GIVEN RECORDS -

* * *

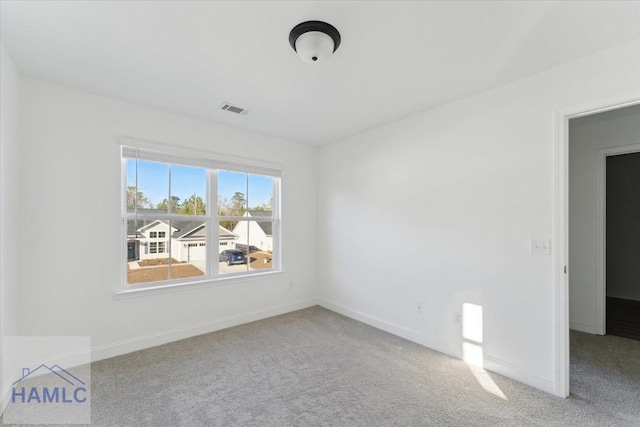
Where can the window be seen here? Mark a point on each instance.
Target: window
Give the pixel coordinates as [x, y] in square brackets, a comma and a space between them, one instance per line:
[168, 209]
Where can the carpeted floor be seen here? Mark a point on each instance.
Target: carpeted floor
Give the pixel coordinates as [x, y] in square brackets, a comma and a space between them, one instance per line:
[314, 367]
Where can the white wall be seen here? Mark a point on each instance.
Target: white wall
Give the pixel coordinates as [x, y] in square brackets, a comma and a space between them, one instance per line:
[9, 203]
[587, 135]
[71, 182]
[459, 190]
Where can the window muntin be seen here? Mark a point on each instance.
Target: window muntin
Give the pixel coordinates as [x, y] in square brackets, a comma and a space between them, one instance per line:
[178, 198]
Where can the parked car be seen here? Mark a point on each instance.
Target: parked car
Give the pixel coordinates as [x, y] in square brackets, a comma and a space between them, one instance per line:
[233, 256]
[225, 254]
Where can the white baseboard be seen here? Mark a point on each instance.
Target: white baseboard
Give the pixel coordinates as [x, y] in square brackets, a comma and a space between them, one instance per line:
[514, 372]
[582, 327]
[490, 363]
[383, 325]
[152, 340]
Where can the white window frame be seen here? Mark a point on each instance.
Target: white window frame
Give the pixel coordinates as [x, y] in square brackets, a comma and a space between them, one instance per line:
[212, 162]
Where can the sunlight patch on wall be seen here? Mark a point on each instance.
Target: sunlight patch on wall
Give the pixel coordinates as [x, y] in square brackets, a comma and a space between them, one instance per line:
[472, 353]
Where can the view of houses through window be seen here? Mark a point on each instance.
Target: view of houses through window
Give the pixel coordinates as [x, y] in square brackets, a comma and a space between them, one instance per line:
[168, 222]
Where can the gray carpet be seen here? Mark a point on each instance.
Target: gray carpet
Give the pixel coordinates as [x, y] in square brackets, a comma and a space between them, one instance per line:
[314, 367]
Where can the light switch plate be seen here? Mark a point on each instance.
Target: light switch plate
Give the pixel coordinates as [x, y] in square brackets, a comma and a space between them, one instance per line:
[540, 247]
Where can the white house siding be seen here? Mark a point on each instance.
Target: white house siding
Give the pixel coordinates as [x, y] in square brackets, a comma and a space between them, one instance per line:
[145, 243]
[253, 235]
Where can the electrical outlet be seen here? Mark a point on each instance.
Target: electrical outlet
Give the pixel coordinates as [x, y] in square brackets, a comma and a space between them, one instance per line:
[540, 246]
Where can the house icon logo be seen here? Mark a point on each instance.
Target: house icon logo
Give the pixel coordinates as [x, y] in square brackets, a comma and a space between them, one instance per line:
[68, 388]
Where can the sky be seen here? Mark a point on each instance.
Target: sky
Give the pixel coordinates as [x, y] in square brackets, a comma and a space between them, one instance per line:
[153, 181]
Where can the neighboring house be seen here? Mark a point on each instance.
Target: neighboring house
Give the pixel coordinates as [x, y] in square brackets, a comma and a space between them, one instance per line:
[255, 233]
[185, 238]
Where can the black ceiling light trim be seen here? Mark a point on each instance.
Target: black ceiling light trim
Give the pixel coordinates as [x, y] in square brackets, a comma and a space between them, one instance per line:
[319, 26]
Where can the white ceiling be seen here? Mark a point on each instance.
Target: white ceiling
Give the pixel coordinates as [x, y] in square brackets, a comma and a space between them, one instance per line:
[396, 58]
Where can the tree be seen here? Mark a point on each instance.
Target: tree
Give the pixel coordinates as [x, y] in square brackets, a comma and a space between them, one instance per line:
[136, 199]
[175, 204]
[194, 205]
[235, 207]
[238, 203]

* * *

WHAT YOU NEED TO DO -
In the records, which lines use the word "ceiling"? Report them.

RESULT OF THIS EXERCISE -
Where can the black ceiling light trim be seen here? Mark a point on each instance.
Target: black ceiling light trim
Where can the white ceiling be seen here? Mark a point on each instance.
Target: white ceiling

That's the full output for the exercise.